# START OF READING TEXT
The Company has adopted Accounting Standards Codification Subtopic 740-10, Income Taxes (“ASC 740-10”). ASC 740-10 requires the recognition of deferred tax liabilities and assets for the expected future tax consequences of events that have been included in the financial statements or tax returns. Under this method, deferred tax liabilities and assets are determined based on the difference between financial statements and tax basis of assets and liabilities, using enacted tax rates in effect for the year in which the differences are expected to reverse. Valuation allowances are established, when necessary, to reduce deferred tax assets to amounts that are expected to be realized.


Concentration of Credit Risk


The Company maintains its operating cash balances in banks in Florida. The Federal Deposit Insurance Corporation (FDIC) insures accounts at each institution up to $250,000.


Share-Based Compensation

 

The Company applies Topic 718 “Share-Based Payments” (“Topic 718”) to share-based compensation, which requires the measurement of the cost of services received in exchange for an award of an equity instrument based on the grant-date fair value of the award. Compensation cost is recognized when the event occurs. The Black-Scholes option-pricing model is used to estimate the fair value of options granted.


The Company accounts for equity-based transactions with non-employees under the provisions of ASC Topic No. 505-50, “Equity-Based Payments to Non-Employees” (“Topic No. 505-50”). Topic No. 505-50 establishes that equity-based payment transactions with non-employees shall be measured at the fair value of the consideration received or the fair value of the equity instruments issued, whichever is more reliably measurable.
# END OF READING TEXT
# START OF SUPPLIED INFORMATION
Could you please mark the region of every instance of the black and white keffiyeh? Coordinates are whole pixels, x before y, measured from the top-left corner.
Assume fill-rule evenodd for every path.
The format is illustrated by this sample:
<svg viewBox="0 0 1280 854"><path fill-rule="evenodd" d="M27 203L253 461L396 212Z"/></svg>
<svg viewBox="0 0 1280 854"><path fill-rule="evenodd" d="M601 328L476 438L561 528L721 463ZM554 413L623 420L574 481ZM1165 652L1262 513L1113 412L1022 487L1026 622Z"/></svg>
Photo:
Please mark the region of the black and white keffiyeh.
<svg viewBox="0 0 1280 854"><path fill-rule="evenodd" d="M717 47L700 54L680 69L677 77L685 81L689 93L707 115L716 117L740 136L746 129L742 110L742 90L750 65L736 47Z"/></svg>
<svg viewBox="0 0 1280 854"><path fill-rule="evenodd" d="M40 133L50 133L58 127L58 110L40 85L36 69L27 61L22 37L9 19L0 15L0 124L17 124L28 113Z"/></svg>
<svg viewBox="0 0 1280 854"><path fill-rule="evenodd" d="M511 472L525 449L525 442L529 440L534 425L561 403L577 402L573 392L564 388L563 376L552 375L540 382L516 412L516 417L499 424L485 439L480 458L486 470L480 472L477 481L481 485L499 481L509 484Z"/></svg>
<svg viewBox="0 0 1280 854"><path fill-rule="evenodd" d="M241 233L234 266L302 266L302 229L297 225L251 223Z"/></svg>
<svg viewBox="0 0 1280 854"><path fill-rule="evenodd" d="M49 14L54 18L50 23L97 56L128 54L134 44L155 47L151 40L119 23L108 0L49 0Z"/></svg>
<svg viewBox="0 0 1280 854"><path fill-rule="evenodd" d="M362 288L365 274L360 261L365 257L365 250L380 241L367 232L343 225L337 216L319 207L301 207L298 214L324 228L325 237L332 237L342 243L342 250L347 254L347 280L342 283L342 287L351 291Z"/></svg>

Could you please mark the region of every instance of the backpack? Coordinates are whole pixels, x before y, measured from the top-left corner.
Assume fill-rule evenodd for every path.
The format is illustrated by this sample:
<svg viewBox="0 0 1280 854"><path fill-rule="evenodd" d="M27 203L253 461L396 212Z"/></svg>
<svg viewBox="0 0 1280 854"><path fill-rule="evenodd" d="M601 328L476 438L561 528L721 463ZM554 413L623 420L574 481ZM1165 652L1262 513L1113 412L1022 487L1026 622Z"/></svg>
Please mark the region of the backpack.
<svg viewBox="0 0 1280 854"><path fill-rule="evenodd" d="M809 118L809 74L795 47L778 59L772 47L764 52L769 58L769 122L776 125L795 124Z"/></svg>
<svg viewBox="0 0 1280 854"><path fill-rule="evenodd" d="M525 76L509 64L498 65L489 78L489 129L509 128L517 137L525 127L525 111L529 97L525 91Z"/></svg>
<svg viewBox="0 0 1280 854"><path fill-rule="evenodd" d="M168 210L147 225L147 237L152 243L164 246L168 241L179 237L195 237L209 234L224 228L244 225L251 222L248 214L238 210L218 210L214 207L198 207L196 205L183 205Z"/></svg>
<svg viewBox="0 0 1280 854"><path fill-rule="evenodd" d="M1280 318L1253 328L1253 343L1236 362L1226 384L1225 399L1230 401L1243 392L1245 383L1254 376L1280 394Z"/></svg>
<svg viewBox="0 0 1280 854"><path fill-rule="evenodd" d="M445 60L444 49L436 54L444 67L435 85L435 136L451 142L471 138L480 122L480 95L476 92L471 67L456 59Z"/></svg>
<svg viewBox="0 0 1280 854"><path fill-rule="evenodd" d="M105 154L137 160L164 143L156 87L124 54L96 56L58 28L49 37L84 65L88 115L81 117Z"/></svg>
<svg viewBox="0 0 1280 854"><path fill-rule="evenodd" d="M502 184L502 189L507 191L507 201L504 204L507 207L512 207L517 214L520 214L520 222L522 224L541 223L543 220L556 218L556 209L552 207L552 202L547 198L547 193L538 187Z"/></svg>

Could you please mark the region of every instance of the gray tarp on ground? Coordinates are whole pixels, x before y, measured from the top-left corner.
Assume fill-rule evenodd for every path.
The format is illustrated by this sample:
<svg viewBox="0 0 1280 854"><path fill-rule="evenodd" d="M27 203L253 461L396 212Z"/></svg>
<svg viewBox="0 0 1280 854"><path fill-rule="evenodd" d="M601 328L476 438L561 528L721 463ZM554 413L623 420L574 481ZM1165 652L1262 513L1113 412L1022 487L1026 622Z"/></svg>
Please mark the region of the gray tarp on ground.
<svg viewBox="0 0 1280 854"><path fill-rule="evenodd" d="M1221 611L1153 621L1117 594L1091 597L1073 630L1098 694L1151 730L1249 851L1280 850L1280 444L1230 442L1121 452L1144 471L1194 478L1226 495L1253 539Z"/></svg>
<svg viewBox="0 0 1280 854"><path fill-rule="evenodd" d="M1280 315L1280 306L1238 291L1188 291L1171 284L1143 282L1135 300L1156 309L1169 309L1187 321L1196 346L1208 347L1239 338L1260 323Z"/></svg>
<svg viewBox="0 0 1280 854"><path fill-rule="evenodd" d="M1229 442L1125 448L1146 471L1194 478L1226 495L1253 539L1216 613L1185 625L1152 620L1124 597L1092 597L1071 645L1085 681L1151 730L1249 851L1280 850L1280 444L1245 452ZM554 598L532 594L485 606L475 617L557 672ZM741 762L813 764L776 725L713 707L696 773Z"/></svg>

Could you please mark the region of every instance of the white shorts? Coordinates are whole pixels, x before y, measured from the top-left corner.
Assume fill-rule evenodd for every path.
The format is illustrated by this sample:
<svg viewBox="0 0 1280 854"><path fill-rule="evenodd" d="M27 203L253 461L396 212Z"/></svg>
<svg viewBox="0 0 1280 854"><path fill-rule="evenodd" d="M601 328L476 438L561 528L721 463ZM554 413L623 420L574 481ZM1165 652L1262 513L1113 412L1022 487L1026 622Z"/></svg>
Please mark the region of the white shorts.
# END OF SUPPLIED INFORMATION
→ EXERCISE DETAILS: In the accounting notes, what model does the Company use to estimate the fair value of options granted?

→ TASK ANSWER: The Black-Scholes option-pricing model.